======== Input records

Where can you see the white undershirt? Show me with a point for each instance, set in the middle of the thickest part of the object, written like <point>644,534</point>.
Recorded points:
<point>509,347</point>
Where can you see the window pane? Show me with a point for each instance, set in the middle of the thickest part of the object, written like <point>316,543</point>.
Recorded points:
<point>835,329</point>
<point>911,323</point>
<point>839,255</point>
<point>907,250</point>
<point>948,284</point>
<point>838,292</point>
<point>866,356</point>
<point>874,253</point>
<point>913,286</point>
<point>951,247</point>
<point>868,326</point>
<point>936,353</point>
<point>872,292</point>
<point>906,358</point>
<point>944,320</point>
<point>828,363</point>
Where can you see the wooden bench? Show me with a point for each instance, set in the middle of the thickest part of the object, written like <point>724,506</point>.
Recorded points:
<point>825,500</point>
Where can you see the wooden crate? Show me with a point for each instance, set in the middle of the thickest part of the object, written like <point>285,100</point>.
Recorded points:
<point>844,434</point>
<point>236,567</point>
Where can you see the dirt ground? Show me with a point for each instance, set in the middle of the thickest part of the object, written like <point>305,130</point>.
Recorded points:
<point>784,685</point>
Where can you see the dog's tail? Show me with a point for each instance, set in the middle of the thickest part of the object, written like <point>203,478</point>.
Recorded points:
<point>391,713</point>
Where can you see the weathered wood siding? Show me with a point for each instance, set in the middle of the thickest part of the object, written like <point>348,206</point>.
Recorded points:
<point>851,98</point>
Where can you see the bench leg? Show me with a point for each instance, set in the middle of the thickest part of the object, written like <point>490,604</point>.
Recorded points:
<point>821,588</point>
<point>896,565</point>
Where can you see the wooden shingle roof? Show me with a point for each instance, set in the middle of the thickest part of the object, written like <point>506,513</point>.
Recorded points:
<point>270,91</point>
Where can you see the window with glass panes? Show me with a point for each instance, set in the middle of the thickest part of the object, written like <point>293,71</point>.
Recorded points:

================

■ **Task details**: Rewrite all of the data above, replacing every occurrence of "Recorded points" with "Marked points" and leaving everything else unchanged.

■ **Solution to the problem**:
Where can you see the white undershirt? Show me with a point for each instance, set in the middle of the thickest part of the object, written like <point>644,534</point>.
Marked points:
<point>509,347</point>
Where can you see the window pane? Show me with a point for each instance, set in the middle of the thickest part of the object, written like <point>316,543</point>.
Marked points:
<point>835,329</point>
<point>911,323</point>
<point>839,255</point>
<point>907,250</point>
<point>948,284</point>
<point>838,292</point>
<point>866,356</point>
<point>874,253</point>
<point>913,286</point>
<point>951,247</point>
<point>868,326</point>
<point>936,353</point>
<point>872,292</point>
<point>906,358</point>
<point>944,320</point>
<point>828,363</point>
Where can you see the wooden bench? Show me with a point for each instance, set in the middle of the thickest part of the object, written like <point>724,506</point>.
Marked points:
<point>825,500</point>
Where can you see the wooden crate? Show me with a point for each instance, set in the middle of the thickest part of the object, written like <point>285,100</point>.
Marked points:
<point>844,434</point>
<point>236,567</point>
Where can you see the dirt ground? Show me with a point for each instance, set in the middle of the thickest part of the object, written like <point>305,130</point>.
Marked points:
<point>784,685</point>
Where can you see the dog's tail? Show me with a point for each instance, set in the middle of the thickest part of the object, written like <point>203,478</point>.
Marked points:
<point>391,713</point>
Where can you see the weathered wood siding? Show me with a point for each instance, set in the middle of the thickest part of the object, written like <point>348,206</point>.
Marked points:
<point>851,98</point>
Where can you see the bench leg? Show me with a point for each instance, set in the middle of the thickest part of the object, written like <point>490,604</point>.
Marked points:
<point>821,588</point>
<point>896,565</point>
Where can you see the wooden shingle roof? Show me with a point for each instance, set in the middle of the thickest part of the object, written like <point>506,513</point>.
Marked points:
<point>270,91</point>
Where can you see the window with glass panes? Show me with a point for each instance, set in the middle of the thickest part of the object, written like <point>293,71</point>.
Marked points:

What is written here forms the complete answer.